# Private pond status?



## Deazl666 (Mar 30, 2012)

How many private ponds you guys have access to, not including ponds you might personally own? 

I have access to exactly two, both of which are near Mansfield. The first is at a campground and produces a ton of small LMB, but very few big fish. My access to this pond ends June 1 when summer camp starts. The other one was previously owned by my stepdad's family. In order for me to fish it, he has to get permission from the new owner, be present himself, and stick to the side of the pond that's away from the house. It produces big LMB, but is a hassle to get into. 

I'm not pond-dependent, but this season will definitely be a letdown. My fishing buddy and former next-door-neighbor (Skycruiser on the OGF) had access to a number of excellent ponds, but he moved to Virginia Beach last year so those opportunities are closed off.


----------



## britton1989 (Feb 14, 2010)

I have access to zero..... But i fish many public ponds around Columbus that have big largemouth and some have giant bass including my biggest which was 6 3/4 pounds... I will try to upload a pic tonight.... Mosy ponds get overlooked... Use google earth and find ponds then go knockin... Thats what i would try... All the ponds i fish have signs that say public fishing....good luck

posted using Outdoor Hub Campfire


----------



## ohiomuskyman (Jan 28, 2013)

# Data entries
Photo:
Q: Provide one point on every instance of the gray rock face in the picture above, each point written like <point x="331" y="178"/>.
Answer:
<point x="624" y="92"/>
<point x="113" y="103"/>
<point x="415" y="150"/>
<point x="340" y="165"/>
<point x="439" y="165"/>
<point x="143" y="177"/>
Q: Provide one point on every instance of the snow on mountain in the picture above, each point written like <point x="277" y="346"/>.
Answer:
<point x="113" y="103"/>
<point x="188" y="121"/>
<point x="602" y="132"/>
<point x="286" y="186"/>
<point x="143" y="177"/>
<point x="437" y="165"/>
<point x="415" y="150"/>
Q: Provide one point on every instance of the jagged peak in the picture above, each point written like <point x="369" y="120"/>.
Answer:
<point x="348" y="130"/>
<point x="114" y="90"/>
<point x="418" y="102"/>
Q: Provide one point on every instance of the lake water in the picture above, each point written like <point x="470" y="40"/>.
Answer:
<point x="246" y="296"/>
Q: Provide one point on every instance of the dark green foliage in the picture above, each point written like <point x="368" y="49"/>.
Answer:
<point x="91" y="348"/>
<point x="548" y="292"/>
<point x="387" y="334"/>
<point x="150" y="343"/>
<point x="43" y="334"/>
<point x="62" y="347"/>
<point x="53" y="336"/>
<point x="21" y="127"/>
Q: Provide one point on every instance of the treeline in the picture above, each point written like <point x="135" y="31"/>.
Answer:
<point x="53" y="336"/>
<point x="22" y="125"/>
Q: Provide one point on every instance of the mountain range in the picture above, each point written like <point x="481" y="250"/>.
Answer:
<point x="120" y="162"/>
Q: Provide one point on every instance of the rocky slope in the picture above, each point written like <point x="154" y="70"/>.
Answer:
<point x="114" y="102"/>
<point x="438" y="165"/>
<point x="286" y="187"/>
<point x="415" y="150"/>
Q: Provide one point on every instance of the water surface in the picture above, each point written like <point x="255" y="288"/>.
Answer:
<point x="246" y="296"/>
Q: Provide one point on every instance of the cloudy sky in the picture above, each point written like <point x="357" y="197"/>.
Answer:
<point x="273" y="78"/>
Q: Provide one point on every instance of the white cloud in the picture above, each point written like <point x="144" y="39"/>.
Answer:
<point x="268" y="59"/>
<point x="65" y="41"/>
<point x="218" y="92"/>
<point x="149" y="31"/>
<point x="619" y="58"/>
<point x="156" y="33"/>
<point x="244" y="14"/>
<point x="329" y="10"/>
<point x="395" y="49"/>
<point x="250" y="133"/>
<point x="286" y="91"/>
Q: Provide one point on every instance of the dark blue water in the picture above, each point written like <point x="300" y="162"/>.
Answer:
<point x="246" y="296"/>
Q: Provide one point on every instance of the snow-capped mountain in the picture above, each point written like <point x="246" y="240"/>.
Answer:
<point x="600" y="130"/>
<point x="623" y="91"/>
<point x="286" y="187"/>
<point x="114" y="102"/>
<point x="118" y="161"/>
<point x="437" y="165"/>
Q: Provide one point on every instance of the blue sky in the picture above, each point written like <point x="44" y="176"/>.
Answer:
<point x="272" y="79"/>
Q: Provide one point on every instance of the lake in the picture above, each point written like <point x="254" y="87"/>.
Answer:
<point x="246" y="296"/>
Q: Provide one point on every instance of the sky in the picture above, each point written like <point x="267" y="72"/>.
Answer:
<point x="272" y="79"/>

# Exercise requirements
1. In the pond fishing thread, when does access to the campground pond near Mansfield end?
2. Copy everything in the pond fishing thread from "# Private pond" down to "to get into.", word for word.

# Responses per task
1. June 1, when summer camp starts.

2.
# Private pond status?



## Deazl666 (Mar 30, 2012)

How many private ponds you guys have access to, not including ponds you might personally own? 

I have access to exactly two, both of which are near Mansfield. The first is at a campground and produces a ton of small LMB, but very few big fish. My access to this pond ends June 1 when summer camp starts. The other one was previously owned by my stepdad's family. In order for me to fish it, he has to get permission from the new owner, be present himself, and stick to the side of the pond that's away from the house. It produces big LMB, but is a hassle to get into.